EXERCISE PROMPT:
Gather every line below that contains the word "positive" and copy each of those lines in full. Only exact-case matches count.

RECORDS TO PROCESS below:

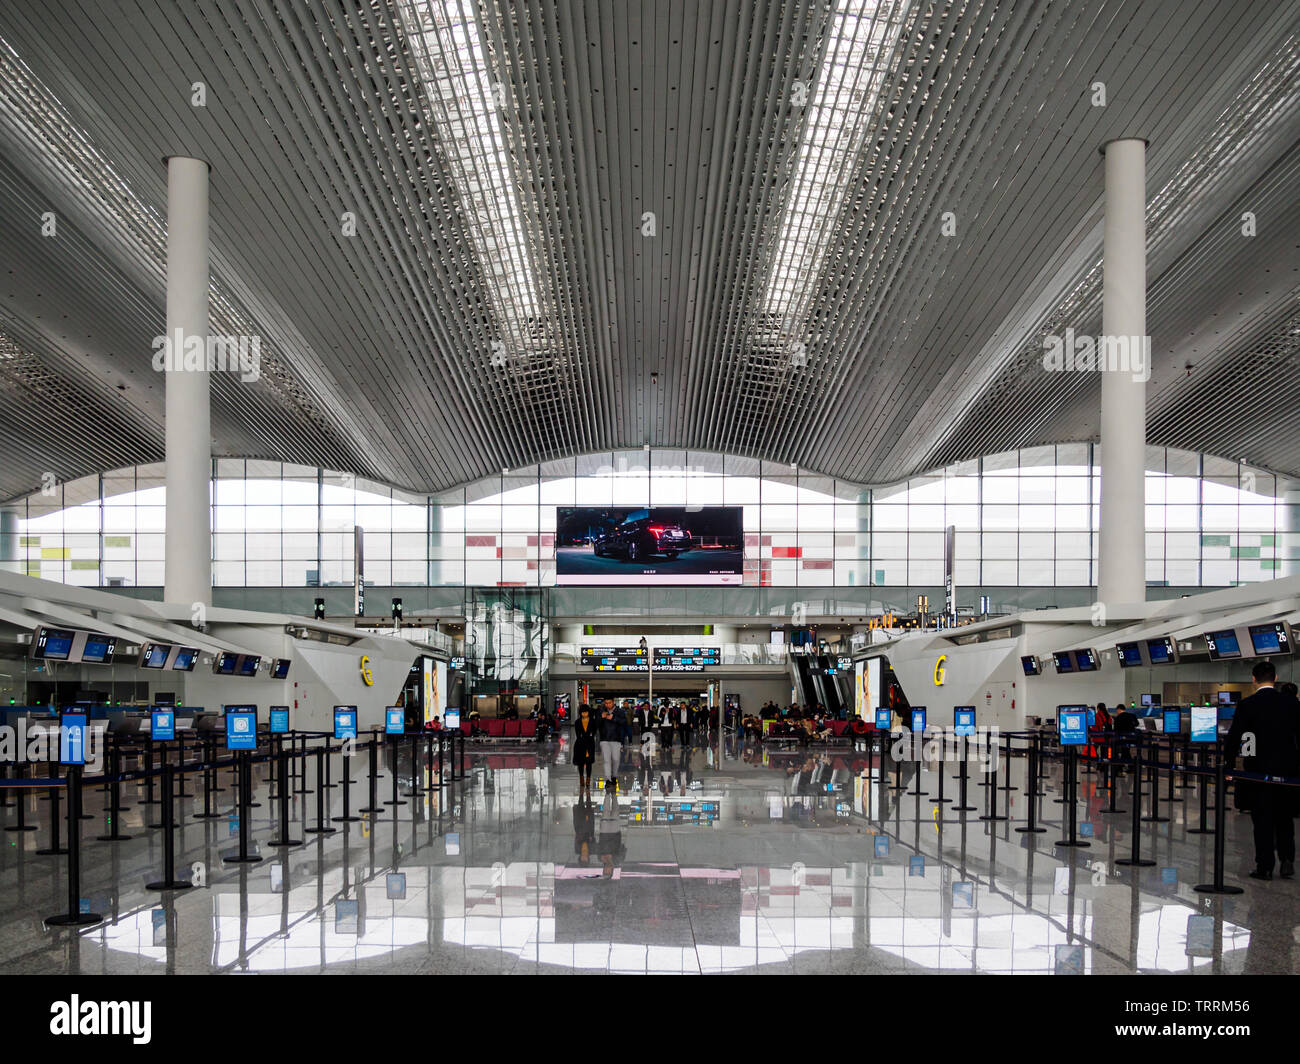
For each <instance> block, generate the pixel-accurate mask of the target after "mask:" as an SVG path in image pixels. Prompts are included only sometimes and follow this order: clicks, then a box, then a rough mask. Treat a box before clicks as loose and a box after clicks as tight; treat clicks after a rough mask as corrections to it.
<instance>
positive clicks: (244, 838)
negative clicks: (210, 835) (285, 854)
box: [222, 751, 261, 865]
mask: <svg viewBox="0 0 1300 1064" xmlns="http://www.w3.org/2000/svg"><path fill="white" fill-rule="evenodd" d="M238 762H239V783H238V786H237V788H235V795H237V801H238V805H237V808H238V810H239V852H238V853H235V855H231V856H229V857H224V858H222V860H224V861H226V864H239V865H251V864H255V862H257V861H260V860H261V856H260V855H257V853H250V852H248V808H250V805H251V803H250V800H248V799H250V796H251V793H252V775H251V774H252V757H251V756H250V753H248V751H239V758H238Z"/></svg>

End of RECORDS TO PROCESS.
RECORDS TO PROCESS below:

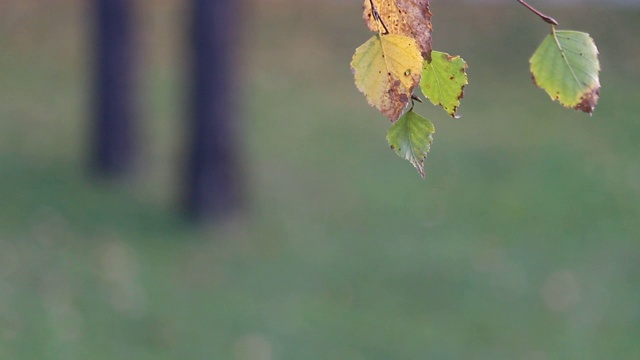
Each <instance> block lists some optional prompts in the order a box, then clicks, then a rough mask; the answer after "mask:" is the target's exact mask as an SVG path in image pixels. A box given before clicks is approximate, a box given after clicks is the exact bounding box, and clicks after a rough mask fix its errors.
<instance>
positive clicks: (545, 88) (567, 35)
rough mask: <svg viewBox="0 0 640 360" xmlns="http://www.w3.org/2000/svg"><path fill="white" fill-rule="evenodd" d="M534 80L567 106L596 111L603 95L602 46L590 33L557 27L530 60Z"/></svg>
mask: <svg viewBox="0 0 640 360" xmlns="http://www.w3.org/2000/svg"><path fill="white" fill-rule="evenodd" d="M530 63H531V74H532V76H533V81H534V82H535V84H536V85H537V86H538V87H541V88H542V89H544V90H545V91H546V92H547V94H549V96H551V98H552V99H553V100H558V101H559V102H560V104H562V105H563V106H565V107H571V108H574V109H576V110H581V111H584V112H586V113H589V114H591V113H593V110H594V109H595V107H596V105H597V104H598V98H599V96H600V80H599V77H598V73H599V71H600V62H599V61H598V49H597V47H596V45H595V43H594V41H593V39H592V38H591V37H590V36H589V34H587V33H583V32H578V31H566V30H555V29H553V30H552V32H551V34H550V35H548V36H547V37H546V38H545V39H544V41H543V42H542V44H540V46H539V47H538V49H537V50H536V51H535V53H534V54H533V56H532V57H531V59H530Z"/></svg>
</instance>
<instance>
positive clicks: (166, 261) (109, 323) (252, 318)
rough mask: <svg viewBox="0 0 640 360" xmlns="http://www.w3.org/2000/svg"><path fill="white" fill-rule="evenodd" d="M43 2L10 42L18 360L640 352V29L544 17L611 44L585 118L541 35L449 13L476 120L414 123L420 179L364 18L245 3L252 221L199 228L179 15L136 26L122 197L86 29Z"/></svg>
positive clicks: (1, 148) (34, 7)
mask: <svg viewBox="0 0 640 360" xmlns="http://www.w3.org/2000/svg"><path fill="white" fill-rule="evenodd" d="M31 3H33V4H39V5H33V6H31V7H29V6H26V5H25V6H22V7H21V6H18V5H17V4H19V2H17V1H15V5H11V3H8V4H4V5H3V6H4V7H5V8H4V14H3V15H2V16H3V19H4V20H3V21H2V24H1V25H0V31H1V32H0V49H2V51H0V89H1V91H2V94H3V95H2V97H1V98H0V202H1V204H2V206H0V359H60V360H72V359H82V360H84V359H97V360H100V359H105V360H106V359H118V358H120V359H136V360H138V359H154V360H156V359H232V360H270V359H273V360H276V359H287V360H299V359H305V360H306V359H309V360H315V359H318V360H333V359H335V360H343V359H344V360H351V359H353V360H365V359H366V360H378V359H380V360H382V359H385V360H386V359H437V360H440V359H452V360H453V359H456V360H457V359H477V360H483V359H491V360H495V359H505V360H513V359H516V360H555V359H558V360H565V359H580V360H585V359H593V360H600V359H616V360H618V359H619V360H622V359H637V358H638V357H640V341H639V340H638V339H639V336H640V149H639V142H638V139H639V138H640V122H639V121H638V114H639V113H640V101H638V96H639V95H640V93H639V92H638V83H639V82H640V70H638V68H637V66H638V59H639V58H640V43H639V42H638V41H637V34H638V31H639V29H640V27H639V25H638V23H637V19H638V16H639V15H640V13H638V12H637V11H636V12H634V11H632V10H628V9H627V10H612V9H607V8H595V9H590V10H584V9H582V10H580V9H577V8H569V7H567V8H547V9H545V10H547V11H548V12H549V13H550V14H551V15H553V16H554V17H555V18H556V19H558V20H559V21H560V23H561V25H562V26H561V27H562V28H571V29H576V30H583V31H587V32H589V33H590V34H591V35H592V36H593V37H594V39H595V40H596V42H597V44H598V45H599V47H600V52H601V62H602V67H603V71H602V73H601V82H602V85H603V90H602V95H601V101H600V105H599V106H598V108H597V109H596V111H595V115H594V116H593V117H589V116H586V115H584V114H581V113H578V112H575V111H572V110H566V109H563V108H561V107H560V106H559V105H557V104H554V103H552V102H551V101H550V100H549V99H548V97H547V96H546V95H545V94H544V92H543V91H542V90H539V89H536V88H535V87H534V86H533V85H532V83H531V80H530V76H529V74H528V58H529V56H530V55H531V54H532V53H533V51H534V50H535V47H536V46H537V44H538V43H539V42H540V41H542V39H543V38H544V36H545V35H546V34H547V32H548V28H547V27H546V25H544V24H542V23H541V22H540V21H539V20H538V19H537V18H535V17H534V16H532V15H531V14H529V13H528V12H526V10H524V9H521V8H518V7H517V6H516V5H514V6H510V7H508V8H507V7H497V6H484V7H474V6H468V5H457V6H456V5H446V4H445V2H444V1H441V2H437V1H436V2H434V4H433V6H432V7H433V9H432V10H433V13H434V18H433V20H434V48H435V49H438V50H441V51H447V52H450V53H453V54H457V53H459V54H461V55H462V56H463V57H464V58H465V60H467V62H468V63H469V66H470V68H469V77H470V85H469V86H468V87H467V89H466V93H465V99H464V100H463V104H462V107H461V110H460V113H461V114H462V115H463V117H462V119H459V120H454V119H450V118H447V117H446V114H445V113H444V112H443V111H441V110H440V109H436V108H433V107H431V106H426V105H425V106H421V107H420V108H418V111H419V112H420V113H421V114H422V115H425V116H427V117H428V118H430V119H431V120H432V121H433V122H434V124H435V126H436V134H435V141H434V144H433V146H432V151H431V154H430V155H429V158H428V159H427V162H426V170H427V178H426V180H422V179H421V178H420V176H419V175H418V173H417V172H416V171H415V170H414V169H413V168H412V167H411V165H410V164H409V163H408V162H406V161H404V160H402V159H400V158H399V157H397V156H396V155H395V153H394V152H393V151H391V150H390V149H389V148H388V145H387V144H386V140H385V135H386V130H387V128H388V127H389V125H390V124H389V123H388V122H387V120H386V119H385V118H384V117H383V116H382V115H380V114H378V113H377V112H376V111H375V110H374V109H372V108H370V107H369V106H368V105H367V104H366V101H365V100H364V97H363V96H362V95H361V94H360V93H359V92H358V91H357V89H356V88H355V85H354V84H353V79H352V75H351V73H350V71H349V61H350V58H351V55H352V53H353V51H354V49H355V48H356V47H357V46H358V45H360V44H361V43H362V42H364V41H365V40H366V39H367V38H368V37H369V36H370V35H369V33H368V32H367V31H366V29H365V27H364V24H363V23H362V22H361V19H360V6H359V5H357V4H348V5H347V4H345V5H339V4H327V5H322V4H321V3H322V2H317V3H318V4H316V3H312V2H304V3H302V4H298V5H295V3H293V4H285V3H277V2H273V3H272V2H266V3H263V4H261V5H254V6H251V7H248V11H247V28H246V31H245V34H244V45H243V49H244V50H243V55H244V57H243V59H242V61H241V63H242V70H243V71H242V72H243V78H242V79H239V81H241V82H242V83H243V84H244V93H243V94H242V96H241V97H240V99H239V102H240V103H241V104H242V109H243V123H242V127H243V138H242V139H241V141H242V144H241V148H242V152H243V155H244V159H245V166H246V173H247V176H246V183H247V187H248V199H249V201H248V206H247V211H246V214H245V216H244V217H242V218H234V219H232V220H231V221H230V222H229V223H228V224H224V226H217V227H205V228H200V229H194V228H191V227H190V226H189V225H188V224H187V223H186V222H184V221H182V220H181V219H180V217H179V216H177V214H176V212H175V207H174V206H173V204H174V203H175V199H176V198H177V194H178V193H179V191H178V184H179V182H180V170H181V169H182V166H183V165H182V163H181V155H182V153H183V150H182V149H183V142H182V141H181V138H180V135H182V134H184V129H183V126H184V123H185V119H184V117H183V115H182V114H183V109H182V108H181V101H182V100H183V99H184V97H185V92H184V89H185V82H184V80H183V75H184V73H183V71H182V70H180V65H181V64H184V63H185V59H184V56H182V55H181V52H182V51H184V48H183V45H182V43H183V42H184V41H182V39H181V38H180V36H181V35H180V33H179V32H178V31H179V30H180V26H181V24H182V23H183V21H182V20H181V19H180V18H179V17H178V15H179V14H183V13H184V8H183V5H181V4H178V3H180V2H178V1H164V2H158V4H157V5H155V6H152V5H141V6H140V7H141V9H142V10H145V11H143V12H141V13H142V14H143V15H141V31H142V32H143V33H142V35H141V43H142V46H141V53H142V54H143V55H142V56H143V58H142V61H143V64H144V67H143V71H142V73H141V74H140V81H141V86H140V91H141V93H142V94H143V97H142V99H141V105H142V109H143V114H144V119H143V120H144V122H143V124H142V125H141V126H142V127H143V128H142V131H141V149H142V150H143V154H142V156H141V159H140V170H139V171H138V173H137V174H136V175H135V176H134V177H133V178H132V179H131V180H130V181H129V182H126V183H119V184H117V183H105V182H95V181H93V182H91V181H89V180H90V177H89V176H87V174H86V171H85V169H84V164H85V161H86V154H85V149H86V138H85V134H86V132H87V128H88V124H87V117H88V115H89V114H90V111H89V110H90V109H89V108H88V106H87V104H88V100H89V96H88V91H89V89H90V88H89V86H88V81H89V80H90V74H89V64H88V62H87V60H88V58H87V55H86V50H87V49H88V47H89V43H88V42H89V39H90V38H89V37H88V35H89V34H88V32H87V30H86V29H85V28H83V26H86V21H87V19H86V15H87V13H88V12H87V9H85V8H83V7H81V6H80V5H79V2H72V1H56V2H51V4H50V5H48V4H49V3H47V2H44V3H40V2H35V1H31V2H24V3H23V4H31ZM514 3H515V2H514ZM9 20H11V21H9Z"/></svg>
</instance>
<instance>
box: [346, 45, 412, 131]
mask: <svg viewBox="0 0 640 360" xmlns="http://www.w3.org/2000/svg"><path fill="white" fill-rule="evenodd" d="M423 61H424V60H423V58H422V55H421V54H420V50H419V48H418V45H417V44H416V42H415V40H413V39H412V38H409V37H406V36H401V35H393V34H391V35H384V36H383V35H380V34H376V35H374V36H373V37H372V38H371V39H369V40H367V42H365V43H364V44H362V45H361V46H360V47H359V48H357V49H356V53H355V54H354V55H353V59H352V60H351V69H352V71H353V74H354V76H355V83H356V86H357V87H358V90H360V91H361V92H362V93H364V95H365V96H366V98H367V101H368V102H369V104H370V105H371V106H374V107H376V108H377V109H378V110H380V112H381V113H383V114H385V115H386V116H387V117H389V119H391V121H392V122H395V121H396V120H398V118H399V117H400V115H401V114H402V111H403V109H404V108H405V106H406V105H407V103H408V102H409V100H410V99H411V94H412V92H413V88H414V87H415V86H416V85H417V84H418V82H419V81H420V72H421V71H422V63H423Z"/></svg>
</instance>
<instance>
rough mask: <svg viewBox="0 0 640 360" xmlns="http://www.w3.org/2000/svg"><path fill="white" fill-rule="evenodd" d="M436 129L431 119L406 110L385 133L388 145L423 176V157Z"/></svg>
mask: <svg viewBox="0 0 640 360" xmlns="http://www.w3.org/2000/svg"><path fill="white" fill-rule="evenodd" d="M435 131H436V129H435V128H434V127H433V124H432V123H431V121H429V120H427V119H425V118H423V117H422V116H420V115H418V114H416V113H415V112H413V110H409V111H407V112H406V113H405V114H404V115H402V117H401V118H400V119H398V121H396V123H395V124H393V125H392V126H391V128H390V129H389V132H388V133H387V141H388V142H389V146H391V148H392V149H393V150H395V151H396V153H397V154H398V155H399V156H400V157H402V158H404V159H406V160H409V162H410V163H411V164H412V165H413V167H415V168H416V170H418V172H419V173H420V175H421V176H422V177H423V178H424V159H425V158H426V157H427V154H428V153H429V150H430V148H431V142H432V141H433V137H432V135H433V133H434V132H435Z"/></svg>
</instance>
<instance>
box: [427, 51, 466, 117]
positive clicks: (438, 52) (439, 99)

End of RECORDS TO PROCESS.
RECORDS TO PROCESS below:

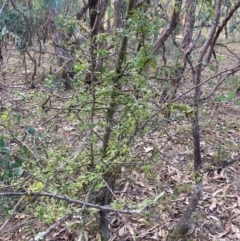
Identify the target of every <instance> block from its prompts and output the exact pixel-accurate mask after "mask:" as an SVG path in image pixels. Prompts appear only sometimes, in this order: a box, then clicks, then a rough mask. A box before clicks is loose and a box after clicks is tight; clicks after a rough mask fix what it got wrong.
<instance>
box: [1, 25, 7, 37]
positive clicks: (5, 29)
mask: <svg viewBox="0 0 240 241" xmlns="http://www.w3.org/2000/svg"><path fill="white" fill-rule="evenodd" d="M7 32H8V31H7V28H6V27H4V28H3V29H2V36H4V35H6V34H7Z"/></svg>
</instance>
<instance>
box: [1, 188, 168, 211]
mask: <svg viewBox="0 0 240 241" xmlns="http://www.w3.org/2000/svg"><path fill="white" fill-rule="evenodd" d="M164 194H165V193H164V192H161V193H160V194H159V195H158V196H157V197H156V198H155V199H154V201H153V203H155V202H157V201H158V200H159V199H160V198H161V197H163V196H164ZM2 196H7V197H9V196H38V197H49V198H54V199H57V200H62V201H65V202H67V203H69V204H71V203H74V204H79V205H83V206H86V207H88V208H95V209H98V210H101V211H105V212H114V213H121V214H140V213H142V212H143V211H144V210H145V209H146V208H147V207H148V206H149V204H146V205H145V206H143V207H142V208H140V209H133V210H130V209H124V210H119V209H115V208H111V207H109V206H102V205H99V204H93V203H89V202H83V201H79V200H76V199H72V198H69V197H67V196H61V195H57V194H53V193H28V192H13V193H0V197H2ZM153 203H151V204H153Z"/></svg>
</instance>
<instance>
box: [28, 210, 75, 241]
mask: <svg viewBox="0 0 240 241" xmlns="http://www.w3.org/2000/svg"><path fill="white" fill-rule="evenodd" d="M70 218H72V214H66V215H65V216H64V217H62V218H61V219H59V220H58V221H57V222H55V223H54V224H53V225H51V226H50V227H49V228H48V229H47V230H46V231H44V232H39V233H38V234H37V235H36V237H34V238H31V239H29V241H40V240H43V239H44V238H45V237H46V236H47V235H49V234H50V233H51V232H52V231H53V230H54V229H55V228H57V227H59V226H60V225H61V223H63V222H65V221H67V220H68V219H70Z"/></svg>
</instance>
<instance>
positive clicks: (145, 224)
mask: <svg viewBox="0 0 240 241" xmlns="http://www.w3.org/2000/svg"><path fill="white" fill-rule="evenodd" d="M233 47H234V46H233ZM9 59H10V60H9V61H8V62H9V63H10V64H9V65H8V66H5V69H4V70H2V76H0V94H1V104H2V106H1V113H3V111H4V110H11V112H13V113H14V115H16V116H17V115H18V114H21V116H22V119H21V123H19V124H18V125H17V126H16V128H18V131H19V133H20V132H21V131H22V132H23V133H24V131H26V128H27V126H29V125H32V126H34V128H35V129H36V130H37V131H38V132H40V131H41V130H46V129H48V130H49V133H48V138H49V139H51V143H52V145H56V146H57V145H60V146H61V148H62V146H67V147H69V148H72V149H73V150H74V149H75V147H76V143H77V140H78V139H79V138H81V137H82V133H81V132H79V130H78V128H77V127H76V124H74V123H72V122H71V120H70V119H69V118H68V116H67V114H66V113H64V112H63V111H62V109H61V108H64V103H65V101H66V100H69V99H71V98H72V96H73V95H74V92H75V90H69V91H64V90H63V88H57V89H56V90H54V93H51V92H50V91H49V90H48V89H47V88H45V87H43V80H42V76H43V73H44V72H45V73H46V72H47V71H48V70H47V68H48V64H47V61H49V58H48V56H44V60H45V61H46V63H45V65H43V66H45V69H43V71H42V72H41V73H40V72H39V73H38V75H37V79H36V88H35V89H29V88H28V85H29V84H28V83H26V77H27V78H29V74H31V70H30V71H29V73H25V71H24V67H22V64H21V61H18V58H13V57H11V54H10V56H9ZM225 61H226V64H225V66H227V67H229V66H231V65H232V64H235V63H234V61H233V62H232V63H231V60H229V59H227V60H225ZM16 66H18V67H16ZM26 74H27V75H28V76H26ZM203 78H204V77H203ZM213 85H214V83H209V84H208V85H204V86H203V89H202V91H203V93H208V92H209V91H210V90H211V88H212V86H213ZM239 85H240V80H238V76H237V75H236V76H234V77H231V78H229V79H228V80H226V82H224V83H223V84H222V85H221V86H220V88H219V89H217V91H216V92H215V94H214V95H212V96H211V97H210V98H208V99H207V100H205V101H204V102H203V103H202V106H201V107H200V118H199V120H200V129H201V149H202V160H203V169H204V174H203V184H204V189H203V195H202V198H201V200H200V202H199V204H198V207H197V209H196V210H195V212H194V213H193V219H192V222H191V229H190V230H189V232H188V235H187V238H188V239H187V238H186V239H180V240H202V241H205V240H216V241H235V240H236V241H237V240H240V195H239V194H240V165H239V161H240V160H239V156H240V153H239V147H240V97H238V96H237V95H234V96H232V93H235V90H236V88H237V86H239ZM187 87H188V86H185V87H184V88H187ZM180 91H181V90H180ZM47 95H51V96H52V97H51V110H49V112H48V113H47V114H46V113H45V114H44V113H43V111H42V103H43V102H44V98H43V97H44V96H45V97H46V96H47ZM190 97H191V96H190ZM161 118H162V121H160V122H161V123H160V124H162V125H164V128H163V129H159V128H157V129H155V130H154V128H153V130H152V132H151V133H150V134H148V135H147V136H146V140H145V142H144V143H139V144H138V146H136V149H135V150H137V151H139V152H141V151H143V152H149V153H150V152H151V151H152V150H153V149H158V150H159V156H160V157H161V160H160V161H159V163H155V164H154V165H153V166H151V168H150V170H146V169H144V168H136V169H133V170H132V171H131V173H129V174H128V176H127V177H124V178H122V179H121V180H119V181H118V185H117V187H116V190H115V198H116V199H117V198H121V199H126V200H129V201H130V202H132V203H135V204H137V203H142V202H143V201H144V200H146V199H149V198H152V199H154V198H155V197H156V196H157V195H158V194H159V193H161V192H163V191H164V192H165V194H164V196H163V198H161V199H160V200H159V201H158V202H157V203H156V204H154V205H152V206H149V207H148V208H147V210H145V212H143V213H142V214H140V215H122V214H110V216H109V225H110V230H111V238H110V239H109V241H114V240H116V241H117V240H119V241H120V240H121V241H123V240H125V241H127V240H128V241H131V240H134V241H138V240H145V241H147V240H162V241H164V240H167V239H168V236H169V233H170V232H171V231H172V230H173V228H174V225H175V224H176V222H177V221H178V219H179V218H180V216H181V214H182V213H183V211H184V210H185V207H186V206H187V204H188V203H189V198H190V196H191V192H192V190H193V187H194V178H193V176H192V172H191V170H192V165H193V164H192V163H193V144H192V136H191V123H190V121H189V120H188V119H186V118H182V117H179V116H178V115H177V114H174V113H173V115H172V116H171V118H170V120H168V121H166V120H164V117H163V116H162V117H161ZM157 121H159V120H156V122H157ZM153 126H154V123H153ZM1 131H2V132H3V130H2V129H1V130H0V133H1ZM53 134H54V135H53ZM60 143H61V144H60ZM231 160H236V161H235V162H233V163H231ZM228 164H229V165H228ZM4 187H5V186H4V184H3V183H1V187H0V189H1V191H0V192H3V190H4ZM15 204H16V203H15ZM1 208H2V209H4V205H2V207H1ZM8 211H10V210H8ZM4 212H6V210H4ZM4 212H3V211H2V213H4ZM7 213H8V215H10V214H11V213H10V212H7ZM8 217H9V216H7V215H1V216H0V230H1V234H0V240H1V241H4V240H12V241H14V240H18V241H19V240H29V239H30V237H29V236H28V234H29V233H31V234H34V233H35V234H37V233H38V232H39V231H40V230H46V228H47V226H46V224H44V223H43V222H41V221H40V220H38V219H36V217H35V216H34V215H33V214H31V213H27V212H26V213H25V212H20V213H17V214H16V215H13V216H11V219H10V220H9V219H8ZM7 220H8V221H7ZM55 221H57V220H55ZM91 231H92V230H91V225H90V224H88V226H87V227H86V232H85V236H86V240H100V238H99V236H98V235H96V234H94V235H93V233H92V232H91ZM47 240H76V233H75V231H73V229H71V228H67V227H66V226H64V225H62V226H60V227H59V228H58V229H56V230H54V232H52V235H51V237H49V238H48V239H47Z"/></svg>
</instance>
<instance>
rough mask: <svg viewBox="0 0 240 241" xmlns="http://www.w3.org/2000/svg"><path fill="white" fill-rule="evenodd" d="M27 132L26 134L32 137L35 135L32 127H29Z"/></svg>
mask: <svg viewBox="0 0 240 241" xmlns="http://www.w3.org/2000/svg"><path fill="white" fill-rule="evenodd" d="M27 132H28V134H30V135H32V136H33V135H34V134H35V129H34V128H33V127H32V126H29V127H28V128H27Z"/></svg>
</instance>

End of RECORDS TO PROCESS.

ANSWER AREA:
positive clicks: (244, 838)
positive clicks: (545, 88) (567, 35)
positive clicks: (166, 261) (109, 323) (252, 318)
positive clicks: (1, 148) (34, 7)
positive clicks: (438, 52) (439, 99)
positive clicks: (5, 29)
positive clicks: (145, 224)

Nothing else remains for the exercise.